# [WORK TO BE COMPLETED]
Can you transcribe, word for word, the part of the article below about the sophomore and her mother that opens with the words containing "Her room has" and closes with "being diagnosed with breast cancer."?

# [SOURCE TEXT]
══════
Sophomore raises money for mother’s journey back home

Her room has posters from popular movies tacked to the wall. Papers and books are balanced on her desk. Over her door hangs a single crucifix along with one picture of the Virgin Mary and another of Jesus. All these things and more fill her room, but the eye is drawn to a stock photo portrait of a mother and daughter standing side by side with arms looped over each other’s shoulders. Beneath the photo reads, “Mother and Daughter … Truest sisters of the heart.”

Melinda Szabo is a sophomore at St. Edward’s University. Her mother, Elisabeth Szabo, is currently enduring her second time being diagnosed with breast cancer.

During Melinda’s 7th grade year in 2005 her mother was first diagnosed with breast cancer. By late 2006 her mother was cancer free, but in her senior year of high school, 2011, her mother was again diagnosed with stage 4 breast cancer. This September her mother stopped chemotherapy because it had ceased having an effect on the tumors.
══════
# [RECORDS]
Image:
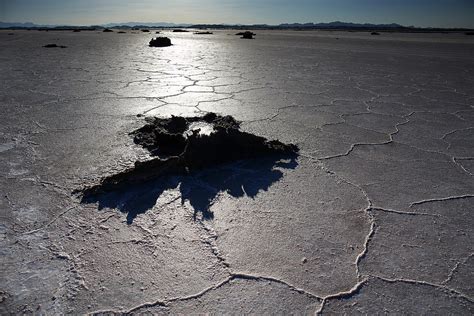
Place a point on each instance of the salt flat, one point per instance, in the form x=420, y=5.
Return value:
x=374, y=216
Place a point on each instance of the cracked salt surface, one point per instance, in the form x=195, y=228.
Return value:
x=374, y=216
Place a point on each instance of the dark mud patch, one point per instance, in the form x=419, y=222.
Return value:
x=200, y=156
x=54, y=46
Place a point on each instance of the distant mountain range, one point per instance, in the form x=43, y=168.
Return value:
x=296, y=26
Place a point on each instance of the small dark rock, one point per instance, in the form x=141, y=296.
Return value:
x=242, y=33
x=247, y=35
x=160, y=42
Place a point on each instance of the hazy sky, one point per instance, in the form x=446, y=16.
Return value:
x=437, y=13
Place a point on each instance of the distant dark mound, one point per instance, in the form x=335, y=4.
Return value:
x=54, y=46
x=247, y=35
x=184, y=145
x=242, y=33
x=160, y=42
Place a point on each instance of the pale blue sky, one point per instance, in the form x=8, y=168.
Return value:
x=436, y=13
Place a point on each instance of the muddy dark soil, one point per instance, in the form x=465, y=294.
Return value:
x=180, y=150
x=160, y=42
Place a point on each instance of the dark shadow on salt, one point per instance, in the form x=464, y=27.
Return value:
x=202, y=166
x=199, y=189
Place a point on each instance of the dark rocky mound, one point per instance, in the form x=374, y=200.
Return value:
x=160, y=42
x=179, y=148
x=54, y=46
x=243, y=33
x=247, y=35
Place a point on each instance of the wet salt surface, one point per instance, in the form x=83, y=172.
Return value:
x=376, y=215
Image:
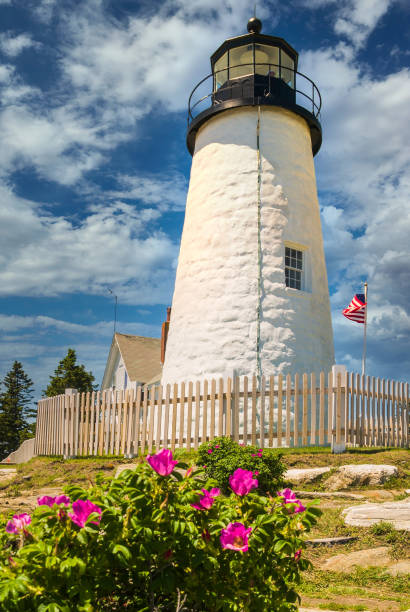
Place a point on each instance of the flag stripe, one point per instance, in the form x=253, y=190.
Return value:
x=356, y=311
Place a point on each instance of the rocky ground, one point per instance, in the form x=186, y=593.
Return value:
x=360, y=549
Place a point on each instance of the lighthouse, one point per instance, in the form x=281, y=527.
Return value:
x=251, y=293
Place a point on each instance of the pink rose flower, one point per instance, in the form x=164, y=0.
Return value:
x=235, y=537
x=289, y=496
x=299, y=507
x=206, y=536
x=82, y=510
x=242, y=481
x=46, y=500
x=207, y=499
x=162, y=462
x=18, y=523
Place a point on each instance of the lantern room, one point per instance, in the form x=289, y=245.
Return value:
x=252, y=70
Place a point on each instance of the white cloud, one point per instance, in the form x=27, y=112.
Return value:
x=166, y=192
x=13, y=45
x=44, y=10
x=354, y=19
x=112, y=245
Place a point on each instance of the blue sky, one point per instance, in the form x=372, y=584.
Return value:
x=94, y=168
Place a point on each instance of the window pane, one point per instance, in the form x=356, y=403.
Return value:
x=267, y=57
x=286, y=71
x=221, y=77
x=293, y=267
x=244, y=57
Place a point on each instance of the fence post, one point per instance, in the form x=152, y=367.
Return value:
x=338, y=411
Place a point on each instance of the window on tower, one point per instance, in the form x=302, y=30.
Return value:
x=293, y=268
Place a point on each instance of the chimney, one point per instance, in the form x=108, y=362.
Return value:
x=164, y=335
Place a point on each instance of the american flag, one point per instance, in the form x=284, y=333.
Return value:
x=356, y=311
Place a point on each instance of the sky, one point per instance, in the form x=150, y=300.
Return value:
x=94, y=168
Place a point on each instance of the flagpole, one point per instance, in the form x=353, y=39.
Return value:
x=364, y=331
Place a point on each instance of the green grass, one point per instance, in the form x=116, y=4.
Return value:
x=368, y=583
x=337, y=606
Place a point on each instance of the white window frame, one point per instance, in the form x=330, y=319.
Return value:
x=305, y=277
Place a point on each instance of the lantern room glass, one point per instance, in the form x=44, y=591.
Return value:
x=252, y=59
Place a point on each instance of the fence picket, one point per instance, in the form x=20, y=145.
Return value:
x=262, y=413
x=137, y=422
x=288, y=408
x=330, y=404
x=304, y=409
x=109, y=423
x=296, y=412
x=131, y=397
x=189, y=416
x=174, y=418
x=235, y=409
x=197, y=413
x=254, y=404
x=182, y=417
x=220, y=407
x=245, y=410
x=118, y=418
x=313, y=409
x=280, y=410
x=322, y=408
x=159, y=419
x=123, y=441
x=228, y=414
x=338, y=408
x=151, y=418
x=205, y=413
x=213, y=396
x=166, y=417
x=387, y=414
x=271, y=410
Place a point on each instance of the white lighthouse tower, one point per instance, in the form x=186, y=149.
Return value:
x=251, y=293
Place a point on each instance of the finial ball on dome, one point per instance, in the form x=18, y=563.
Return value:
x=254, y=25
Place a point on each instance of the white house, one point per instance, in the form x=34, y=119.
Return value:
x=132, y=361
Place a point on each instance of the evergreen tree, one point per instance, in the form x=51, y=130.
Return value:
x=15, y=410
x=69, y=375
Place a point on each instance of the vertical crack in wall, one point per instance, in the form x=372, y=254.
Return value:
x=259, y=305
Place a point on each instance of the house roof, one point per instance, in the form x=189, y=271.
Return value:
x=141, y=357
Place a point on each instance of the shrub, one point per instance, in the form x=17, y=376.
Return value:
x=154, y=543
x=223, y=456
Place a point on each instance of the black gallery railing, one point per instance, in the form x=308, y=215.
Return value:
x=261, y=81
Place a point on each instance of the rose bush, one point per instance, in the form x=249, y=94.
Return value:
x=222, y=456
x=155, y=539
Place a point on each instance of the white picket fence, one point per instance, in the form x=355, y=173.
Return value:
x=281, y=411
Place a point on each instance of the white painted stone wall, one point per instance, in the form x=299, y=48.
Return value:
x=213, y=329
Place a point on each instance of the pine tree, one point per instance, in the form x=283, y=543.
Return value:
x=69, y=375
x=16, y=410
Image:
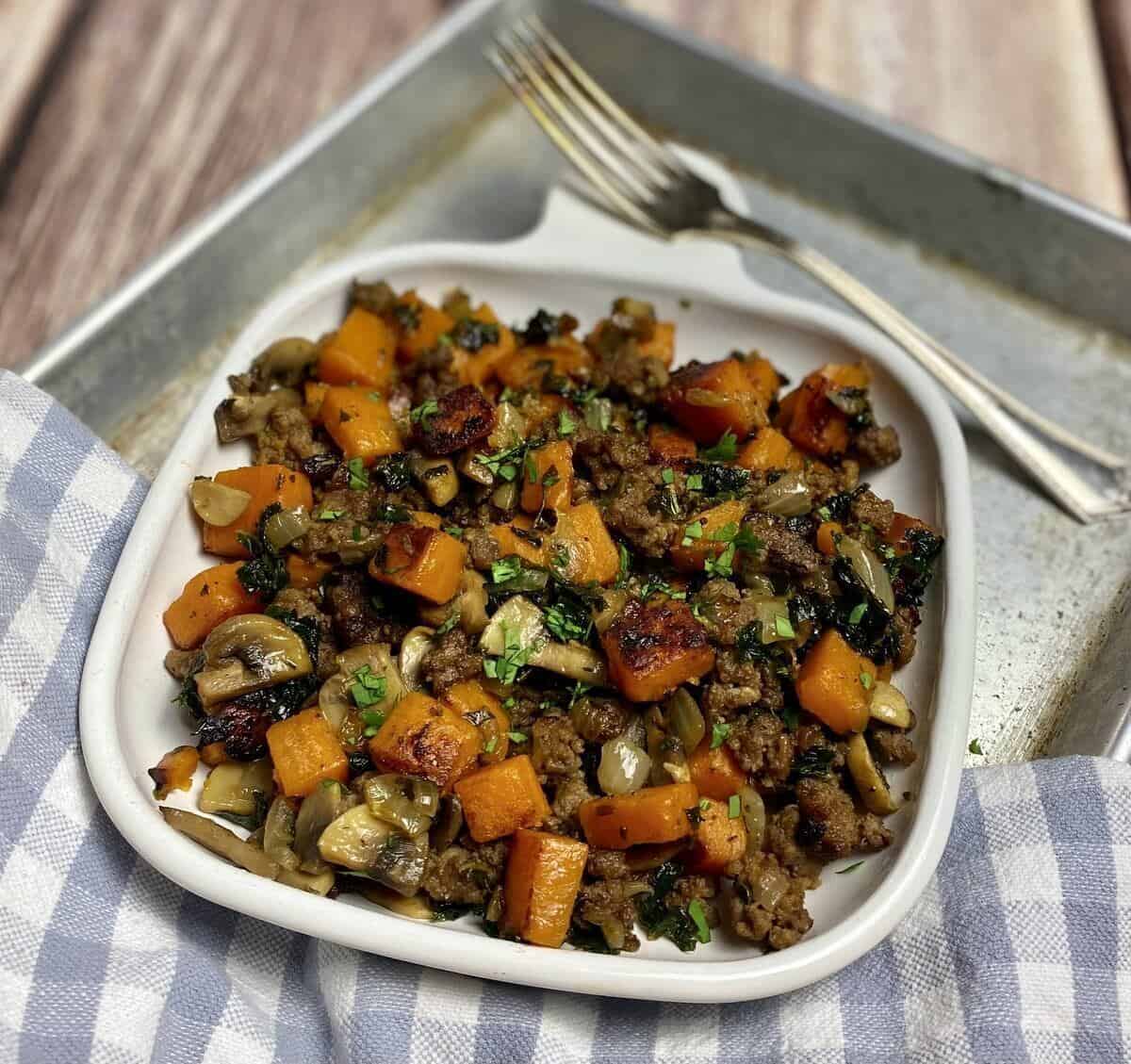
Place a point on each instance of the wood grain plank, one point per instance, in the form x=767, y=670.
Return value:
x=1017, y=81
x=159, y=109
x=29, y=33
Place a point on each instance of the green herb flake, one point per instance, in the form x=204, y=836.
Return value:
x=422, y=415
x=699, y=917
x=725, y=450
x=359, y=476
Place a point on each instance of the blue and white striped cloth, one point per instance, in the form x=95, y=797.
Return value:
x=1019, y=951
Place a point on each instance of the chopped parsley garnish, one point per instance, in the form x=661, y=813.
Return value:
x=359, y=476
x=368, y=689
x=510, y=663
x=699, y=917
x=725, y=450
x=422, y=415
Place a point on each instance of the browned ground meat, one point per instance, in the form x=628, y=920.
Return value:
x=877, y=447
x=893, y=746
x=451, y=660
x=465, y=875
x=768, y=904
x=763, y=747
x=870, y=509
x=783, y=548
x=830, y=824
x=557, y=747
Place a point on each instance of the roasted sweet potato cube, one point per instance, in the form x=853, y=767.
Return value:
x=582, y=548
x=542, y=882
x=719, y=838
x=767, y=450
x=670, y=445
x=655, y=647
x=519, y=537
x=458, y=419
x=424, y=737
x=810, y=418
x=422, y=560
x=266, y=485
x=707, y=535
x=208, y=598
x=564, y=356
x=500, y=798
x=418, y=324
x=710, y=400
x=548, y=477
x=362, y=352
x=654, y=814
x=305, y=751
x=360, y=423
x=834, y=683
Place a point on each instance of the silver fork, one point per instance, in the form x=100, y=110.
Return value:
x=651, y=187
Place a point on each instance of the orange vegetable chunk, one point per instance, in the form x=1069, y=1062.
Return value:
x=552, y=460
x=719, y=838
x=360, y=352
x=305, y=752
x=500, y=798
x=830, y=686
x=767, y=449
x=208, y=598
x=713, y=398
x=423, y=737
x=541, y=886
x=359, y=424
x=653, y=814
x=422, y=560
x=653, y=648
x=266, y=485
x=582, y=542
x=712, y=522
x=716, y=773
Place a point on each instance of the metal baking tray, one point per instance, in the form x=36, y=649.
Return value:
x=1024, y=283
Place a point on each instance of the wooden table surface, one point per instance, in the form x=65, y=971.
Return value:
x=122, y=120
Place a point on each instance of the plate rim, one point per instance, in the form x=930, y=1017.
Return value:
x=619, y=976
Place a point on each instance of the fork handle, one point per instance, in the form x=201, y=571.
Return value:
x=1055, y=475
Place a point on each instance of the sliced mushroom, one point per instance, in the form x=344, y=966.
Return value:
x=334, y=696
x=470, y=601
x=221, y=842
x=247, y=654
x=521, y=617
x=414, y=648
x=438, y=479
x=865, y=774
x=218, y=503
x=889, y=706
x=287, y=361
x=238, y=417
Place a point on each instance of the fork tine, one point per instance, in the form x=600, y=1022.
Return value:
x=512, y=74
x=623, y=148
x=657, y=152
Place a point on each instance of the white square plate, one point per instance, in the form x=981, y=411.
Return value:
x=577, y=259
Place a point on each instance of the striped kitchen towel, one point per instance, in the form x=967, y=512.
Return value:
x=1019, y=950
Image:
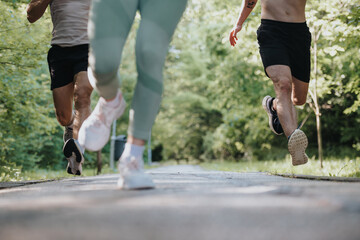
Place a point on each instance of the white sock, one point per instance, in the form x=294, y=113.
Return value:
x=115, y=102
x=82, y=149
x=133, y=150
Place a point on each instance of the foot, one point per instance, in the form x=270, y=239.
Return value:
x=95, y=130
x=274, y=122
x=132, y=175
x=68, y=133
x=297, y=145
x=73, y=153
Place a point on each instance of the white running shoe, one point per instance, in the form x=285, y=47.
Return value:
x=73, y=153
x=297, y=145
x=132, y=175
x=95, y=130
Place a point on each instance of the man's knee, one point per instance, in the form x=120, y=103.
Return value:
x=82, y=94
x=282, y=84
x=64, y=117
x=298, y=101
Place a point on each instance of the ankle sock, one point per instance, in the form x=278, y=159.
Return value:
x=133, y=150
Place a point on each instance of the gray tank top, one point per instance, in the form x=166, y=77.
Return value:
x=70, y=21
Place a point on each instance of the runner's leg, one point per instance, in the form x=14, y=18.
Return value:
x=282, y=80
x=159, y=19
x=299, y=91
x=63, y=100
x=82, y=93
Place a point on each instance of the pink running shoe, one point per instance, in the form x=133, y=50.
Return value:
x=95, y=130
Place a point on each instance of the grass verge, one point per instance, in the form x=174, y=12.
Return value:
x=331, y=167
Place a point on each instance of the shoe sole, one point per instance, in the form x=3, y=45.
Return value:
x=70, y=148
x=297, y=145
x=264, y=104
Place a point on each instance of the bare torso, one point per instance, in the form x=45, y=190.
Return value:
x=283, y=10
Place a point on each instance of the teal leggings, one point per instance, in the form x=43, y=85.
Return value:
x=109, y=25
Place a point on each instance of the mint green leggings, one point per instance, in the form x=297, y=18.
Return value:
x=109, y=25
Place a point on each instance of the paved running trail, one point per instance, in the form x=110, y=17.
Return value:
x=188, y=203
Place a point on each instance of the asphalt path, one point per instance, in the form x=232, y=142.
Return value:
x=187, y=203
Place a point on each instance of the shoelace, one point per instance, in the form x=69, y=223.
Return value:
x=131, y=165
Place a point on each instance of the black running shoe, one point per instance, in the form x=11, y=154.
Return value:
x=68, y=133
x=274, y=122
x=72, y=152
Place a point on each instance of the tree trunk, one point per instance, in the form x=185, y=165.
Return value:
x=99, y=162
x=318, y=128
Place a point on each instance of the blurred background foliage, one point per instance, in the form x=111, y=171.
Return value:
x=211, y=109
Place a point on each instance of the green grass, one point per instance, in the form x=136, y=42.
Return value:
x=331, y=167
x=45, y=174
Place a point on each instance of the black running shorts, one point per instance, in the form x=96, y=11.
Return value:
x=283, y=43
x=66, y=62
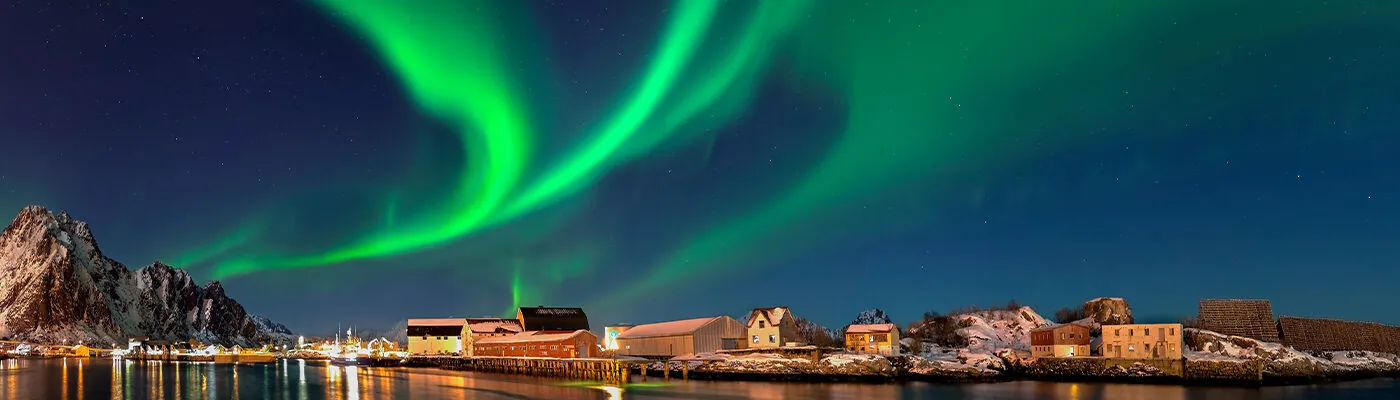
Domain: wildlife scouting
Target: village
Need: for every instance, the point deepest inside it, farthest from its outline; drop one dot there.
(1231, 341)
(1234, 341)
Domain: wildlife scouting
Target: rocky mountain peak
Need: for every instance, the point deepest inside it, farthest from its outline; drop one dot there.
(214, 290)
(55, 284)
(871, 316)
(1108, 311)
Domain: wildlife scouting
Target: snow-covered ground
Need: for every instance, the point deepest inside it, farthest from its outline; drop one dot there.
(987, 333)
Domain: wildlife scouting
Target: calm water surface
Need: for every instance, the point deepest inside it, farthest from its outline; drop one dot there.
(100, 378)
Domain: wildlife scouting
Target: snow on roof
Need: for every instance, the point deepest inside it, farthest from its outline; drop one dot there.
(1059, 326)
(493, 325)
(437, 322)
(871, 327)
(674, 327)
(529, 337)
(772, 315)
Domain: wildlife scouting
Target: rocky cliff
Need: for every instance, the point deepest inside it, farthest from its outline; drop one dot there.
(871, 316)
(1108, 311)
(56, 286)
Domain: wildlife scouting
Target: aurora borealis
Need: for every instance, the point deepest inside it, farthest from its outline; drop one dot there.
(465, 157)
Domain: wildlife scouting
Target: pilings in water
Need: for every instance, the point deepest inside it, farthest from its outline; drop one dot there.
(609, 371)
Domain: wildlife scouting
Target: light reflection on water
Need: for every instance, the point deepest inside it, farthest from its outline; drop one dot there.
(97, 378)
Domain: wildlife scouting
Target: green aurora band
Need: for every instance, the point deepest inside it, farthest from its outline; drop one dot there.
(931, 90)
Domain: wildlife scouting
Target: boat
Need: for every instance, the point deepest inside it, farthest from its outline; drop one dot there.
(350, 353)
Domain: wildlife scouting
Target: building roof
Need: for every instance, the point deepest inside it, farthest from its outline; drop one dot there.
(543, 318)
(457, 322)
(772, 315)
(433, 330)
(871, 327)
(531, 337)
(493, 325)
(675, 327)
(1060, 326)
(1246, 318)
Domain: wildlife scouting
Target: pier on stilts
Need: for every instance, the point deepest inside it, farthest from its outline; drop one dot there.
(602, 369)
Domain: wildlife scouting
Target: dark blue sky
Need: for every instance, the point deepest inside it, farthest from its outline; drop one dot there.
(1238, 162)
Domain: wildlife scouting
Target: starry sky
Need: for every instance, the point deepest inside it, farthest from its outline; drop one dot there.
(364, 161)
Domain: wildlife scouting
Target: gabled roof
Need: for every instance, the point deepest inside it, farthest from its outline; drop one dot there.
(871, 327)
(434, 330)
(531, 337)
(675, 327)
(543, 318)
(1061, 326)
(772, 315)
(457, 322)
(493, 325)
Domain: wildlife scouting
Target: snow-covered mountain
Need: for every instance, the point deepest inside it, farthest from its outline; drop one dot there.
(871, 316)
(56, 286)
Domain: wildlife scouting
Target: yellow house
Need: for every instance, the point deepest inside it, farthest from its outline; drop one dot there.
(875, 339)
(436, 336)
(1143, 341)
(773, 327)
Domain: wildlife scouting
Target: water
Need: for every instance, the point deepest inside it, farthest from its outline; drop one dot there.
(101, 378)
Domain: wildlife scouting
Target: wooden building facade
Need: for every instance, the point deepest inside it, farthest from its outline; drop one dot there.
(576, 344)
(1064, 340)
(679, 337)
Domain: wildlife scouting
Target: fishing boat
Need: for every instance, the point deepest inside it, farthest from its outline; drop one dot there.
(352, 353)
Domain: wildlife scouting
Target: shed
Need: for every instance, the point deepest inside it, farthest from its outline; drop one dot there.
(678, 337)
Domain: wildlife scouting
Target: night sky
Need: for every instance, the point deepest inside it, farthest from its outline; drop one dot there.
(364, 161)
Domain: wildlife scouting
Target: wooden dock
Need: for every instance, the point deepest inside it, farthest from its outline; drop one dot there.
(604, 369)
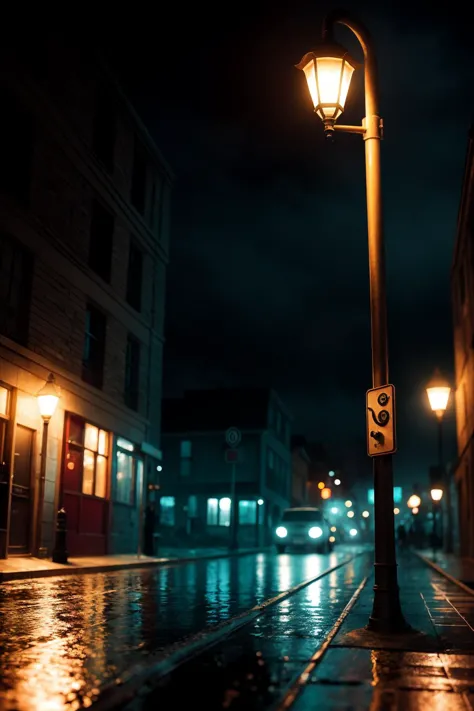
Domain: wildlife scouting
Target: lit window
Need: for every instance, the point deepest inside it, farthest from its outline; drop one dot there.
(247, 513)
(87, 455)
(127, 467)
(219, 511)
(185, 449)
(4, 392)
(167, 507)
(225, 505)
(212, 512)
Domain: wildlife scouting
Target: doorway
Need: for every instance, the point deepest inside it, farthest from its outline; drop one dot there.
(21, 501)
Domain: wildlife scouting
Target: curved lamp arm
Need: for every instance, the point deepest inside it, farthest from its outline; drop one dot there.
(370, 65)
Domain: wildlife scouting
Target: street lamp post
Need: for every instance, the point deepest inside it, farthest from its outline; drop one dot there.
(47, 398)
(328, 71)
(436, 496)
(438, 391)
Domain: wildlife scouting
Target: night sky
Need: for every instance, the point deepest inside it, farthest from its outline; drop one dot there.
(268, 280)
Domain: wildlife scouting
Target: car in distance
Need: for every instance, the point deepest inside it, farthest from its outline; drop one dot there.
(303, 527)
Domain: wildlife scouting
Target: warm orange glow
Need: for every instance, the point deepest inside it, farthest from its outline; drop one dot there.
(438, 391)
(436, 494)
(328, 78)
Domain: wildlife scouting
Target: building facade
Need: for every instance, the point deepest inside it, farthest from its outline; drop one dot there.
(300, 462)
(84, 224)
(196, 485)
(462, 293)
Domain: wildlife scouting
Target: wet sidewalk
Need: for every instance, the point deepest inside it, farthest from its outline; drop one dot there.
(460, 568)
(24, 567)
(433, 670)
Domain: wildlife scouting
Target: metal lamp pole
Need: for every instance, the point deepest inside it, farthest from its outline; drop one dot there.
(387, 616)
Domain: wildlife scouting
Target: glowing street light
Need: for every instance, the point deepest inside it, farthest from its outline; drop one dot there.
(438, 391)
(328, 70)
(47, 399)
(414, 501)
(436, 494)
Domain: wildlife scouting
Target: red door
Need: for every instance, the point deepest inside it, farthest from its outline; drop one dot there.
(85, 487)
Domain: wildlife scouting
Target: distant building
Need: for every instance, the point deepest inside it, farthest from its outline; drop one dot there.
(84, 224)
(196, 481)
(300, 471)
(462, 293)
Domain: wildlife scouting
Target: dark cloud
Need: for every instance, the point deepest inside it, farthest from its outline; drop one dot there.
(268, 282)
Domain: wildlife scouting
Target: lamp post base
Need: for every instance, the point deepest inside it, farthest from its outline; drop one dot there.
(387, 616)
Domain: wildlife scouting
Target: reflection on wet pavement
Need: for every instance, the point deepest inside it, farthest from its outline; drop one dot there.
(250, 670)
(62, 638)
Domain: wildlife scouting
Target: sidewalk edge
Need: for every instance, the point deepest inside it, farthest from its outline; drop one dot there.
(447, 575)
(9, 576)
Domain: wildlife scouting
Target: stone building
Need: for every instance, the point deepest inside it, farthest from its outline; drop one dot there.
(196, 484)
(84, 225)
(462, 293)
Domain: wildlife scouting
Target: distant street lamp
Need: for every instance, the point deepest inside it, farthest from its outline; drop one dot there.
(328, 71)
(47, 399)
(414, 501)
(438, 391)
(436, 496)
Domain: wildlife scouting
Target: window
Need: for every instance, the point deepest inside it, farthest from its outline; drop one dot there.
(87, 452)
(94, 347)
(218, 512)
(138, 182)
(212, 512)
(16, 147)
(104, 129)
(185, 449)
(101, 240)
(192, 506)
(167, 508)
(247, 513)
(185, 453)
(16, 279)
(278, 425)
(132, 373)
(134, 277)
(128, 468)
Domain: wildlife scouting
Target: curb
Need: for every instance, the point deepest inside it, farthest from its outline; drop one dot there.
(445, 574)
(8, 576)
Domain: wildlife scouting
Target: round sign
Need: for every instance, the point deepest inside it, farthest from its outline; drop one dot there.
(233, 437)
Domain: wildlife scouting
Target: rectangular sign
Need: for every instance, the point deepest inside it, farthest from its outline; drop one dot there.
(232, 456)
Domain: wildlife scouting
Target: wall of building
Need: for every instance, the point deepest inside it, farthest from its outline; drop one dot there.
══════
# [TASK OUTPUT]
Her room has posters from popular movies tacked to the wall. Papers and books are balanced on her desk. Over her door hangs a single crucifix along with one picture of the Virgin Mary and another of Jesus. All these things and more fill her room, but the eye is drawn to a stock photo portrait of a mother and daughter standing side by side with arms looped over each other’s shoulders. Beneath the photo reads, “Mother and Daughter … Truest sisters of the heart.”

Melinda Szabo is a sophomore at St. Edward’s University. Her mother, Elisabeth Szabo, is currently enduring her second time being diagnosed with breast cancer.